-- start SOURCE PASSAGE --

In 1989 a pretest study was developed in the Test Development group of the 
TOEFL program to compare examinee performance on vocabulary items in the single- 
sentence format and performance on the same vocabulary items tested together with 
other reading comprehension items in extended passages (Schedl and Way, 1990). The 
following is an example of the extended-passage context (compare to Example 1 from the 
previous page). In this longer passage context there are a number of syntactical and 
lexical clues to the meaning of the same word tested in Example 1 from the previous page. 

Example 2 : 

Human vision, like that of other primates, has evolved in an arboreal environment. 
In the dense, complex world of a tropical forest, it is more important to see well 
than to develop an acute sense of smell. In the course of evolution, members of 
the primate line have acquired large eyes while the snout has shrunk to give the 
eye an unimpeded view. Of mammals, only humans and some primates enjoy 
color vision. The red flag is black to the bull. Horses live in a monochrome 
world. Light visible to human eyes, however, occupies only a very narrow band in 
the whole electromagnetic spectrum. Ultraviolet rays are invisible to humans, 
though ants and honeybees are sensitive to them. Humans have no direct 
perception of infrared rays, unlike the rattlesnake, which has receptors tuned in to 
wavelengths longer than 0.7 micron. The world would look eerily different if 
human eyes were sensitive to infrared radiation. Then, instead of the darkness of 
night, we would be able to move easily in a strange, shadowless world where 
objects glowed with varying degrees of intensity. But human eyes excel in other 
ways. They are, in fact, remarkably discerning in color gradation. The color 
sensitivity of normal human vision is rarely surpassed even by sophisticated 
technical devices.

-- end SOURCE PASSAGE --

- **ACTIONS TO TAKE**
1 – According to the TOEFL excerpt, which creatures are sensitive to ultraviolet rays?
2 – Print the portion of the TOEFL excerpt that begins with the words containing "In 1989 a pretest" and ends with "an arboreal environment.".
Rely on the TOEFL excerpt alone for your answers.

-- start RECORD EXTRACTS --

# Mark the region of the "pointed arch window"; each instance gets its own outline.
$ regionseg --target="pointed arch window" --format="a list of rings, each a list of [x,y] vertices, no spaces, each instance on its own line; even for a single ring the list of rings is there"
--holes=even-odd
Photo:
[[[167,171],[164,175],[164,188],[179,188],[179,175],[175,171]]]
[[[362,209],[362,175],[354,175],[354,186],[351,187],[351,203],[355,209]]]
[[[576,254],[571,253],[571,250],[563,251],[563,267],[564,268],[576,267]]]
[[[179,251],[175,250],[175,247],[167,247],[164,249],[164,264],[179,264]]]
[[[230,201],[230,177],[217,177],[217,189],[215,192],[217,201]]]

-- end RECORD EXTRACTS --

- **RESPONSES IN ORDER**
1 – Ants and honeybees are sensitive to ultraviolet rays.

2 –
In 1989 a pretest study was developed in the Test Development group of the 
TOEFL program to compare examinee performance on vocabulary items in the single- 
sentence format and performance on the same vocabulary items tested together with 
other reading comprehension items in extended passages (Schedl and Way, 1990). The 
following is an example of the extended-passage context (compare to Example 1 from the 
previous page). In this longer passage context there are a number of syntactical and 
lexical clues to the meaning of the same word tested in Example 1 from the previous page. 

Example 2 : 

Human vision, like that of other primates, has evolved in an arboreal environment.